In contrast to the NE prediction, all groups achieved substantial levels of loss avoidance. We report the PLA achieved by each group in figure 2. Since the PLA is proportional to group members' total individual contributions, it is a measure of group-level cooperation. The PLA ranged from 12% to 100%, the grand mean being 70.1%, in line with the CS prediction for risk-neutral agents (figure 2). Eighty-six per cent of groups in the S treatments achieved a PLA higher than the CS, with seven groups achieving full loss avoidance. Overall, the PLA was 18% lower in NS treatments than S treatments (d = −1.03; p < 0.0001; n = 128; d is Cohen's d; all tests are two-sided Wilcoxon–Mann–Whitney (WMW) tests unless otherwise indicated) and only 34% of groups in NS treatments (as opposed to 86% in the S treatments) exceeded the PLA prescribed by the CS. Neither contributions nor sanctions differed significantly between the two locations within each country (electronic supplementary material, tables S7–S8). Therefore, we consider aggregate national observations only. Moreover, the PLA achieved in the International Open treatments was very close in size—and not statistically significantly different—from the PLA in the International Blind treatments, particularly so in the NS treatments (d = 0.04; p = 0.99; n = 32), but also in the S treatments (d = 0.41; p = 0.30; n = 32). We report results for the International Open treatments (O treatments) in the paper and those relative to the International Blind treatment in electronic supplementary material, S1.4, unless results between the two treatments differ.

Figure 2.

Figure 2.

Probability of loss avoidance for each group and treatment.

(b) . Cooperation among Germans is higher than among Russians' in National treatments with sanctions

We first assess Hypotheses 1–2. In National treatments without sanctions, German groups did not achieve significantly higher PLA than Russian groups at conventional levels, although the effect size was medium (d = 0.71; p = 0.08; n = 32). Conversely, when sanctions were available, German groups did achieve significantly higher PLA than Russian groups in national interactions (d = 1.39; p = 0.0002; n = 32). The PLA was significantly higher in the S treatment than the NS treatments in German national interactions (d = 1.37; p = 0.0014; n = 32). The increase in PLA in Russian national interaction in the S treatment compared to the NS treatment was not large enough to achieve statistical significance at conventional levels, although it had medium effect size (d = 0.65; p = 0.072; n = 32). These results confirm Hypotheses 1–2 and are in line with previous comparative research [19,20,28,29].

(c) . Cooperation in International treatments without sanctions is not significantly different from cooperation in National treatments

On the basis of Hypothesis 3, we would expect lower cooperation in International treatments without sanctions than in National treatments. This was however not the case. Without sanctions, mean PLA in the International O treatment was 0.65, on a par with mean PLA in the German National treatment and higher than the mean PLA in the Russian National treatment (figure 2). Without sanctions, there was no statistically significant difference in PLA between the International O treatment and either the German National NS treatments (d = 0.03; p = 0.99; n = 32) or the Russian National NS treatment, at conventional levels, (d = 0.72; p = 0.055, n = 32), although in the latter case the effect size was medium.
****
*The tasks*.
**a.** Please rewrite the passage on loss avoidance starting with "(c) . Cooperation" and going on through "size was medium.", renaming "sanctions" as "penalties".
**b.** In the loss avoidance passage, what was the grand mean of the probability of loss avoidance across groups?
**c.** Continue the passage on cooperation and loss avoidance, picking up after its final sentence.

[Items from a labeling collection]
****
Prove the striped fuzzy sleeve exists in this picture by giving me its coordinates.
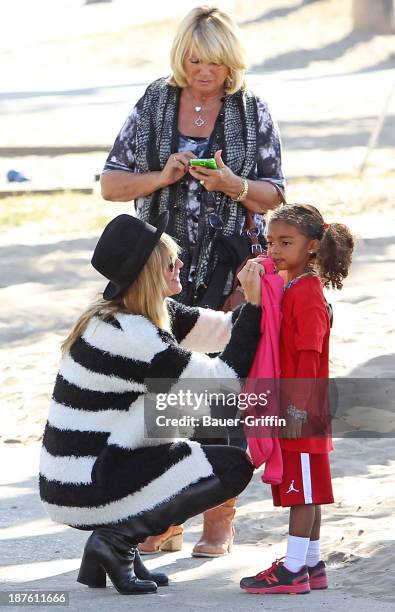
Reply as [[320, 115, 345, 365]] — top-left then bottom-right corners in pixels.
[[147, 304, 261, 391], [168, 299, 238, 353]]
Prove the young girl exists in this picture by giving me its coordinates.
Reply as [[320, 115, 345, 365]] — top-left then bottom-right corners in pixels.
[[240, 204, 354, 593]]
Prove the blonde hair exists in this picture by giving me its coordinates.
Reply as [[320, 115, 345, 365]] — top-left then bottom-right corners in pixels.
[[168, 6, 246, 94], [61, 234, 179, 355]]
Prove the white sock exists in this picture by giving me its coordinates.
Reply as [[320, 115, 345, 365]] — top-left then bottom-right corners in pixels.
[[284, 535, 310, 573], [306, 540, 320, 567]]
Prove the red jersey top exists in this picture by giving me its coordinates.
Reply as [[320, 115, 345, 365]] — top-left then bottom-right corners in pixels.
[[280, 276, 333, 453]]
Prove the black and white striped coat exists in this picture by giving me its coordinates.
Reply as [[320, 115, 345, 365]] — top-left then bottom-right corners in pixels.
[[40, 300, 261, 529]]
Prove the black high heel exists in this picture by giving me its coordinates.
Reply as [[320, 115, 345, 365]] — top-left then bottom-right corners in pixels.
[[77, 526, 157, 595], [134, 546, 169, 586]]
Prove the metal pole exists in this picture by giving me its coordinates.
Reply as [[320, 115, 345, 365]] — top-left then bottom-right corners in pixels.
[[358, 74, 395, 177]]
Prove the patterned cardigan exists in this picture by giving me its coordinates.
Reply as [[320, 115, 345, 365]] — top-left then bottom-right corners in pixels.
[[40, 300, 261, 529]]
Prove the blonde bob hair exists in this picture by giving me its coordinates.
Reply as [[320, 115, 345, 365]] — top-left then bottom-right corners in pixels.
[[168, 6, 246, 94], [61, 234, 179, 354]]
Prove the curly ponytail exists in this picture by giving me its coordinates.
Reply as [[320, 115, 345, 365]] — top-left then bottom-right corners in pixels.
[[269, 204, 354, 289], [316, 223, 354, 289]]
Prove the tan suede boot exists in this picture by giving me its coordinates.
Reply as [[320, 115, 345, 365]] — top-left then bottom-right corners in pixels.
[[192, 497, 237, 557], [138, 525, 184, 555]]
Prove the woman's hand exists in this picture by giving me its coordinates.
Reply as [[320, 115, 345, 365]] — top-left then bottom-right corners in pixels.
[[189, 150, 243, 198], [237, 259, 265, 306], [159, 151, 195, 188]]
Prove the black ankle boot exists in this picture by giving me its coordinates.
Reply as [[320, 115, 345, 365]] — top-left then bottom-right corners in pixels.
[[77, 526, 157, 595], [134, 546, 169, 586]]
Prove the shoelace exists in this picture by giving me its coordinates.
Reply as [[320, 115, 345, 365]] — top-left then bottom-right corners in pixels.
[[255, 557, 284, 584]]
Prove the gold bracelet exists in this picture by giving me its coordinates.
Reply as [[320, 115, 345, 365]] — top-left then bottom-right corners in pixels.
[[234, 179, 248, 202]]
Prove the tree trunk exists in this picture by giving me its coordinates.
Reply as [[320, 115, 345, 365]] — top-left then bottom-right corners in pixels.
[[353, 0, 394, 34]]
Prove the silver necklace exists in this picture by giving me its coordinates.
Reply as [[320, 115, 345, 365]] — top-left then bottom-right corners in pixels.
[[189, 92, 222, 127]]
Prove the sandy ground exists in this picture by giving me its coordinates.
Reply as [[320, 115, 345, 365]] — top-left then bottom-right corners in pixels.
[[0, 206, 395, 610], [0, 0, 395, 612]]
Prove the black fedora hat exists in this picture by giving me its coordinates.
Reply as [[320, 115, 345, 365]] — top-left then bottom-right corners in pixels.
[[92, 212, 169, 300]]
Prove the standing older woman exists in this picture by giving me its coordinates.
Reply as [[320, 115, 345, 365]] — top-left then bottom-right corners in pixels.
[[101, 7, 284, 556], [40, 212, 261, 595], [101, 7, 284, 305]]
****
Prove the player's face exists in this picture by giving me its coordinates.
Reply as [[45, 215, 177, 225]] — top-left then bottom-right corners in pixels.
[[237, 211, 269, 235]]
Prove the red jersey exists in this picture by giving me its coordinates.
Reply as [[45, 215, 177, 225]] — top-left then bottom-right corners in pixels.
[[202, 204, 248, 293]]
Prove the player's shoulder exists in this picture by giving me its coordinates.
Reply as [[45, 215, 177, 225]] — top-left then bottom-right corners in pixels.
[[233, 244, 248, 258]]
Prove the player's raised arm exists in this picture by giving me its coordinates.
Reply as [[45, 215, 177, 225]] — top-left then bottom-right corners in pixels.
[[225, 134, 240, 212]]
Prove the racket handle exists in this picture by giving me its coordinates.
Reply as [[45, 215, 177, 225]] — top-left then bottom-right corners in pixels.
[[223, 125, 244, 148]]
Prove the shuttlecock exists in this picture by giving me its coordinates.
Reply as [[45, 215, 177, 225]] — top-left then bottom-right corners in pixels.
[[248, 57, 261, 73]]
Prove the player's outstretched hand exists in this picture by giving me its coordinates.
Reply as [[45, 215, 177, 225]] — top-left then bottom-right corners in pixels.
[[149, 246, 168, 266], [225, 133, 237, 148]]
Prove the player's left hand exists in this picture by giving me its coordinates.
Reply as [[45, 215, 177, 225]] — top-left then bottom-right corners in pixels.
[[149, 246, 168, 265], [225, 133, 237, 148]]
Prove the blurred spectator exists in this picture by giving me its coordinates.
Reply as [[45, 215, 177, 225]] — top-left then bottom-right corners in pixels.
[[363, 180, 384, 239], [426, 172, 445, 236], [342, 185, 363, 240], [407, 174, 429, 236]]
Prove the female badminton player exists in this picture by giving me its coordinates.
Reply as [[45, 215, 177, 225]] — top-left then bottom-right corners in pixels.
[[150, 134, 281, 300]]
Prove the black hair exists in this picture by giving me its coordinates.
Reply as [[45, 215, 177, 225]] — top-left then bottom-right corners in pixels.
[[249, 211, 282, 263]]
****
*Answers to the tasks*.
**a.**
(c) . Cooperation in International treatments without penalties is not significantly different from cooperation in National treatments

On the basis of Hypothesis 3, we would expect lower cooperation in International treatments without penalties than in National treatments. This was however not the case. Without penalties, mean PLA in the International O treatment was 0.65, on a par with mean PLA in the German National treatment and higher than the mean PLA in the Russian National treatment (figure 2). Without penalties, there was no statistically significant difference in PLA between the International O treatment and either the German National NS treatments (d = 0.03; p = 0.99; n = 32) or the Russian National NS treatment, at conventional levels, (d = 0.72; p = 0.055, n = 32), although in the latter case the effect size was medium.

**b.** The grand mean was 70.1%.

**c.**
This result may be due to German participants having increased contributions in International NS treatments to compensate for Russian participants' lower cooperation rates [33]. Alternatively, Russian participants may have increased their cooperation in International NS treatments compared to National treatments. The latter alternative is supported by the data. German participants' cooperation levels were virtually the same as Russian participants' in the International O treatment using two-tailed WMW matched-pairs sign rank tests (d = −0.18; signed-rank WMW: p = 0.67; figure 3a).

Figure 3.

Figure 3.

Average cooperation rates by nationality and treatment. (a) No sanctions (NS) and (b) Sanctions (S). Mean contributions to the collective fund as a share of the certain safety threshold. Error bars are 95% confidence intervals with bootstrapped standard errors (10 000 repetitions).

We plot the evolution of average individual contributions per round broken down by nationality in electronic supplementary material, figure S5. It is noticeable that Russians' mean contributions in the International Open NS treatment started off at a level virtually identical to what was found in the Russian National treatment, but gradually caught up and matched up with Germans' mean contribution levels. However, a series of tests fail to reject the null hypothesis that Russians' contributions in the International Open NS treatment come from the same distribution as in the National NS treatment, except for periods 7 and 8 (electronic supplementary material, table S9 and S1.4.1). Overall, we cannot reject, at conventional levels, the hypothesis that Russian participants contributed differently in the International NS treatment and in the National NS treatment, although the effect size was medium (d = 0.57; p = 0.055, N = 32). Moreover, there was no significant difference between Germans' contributions in the International Open NS treatment and in the German National treatment neither in any interaction period (electronic supplementary material, table S9), nor across all periods (d = 0.06; p = 0.70, n = 32).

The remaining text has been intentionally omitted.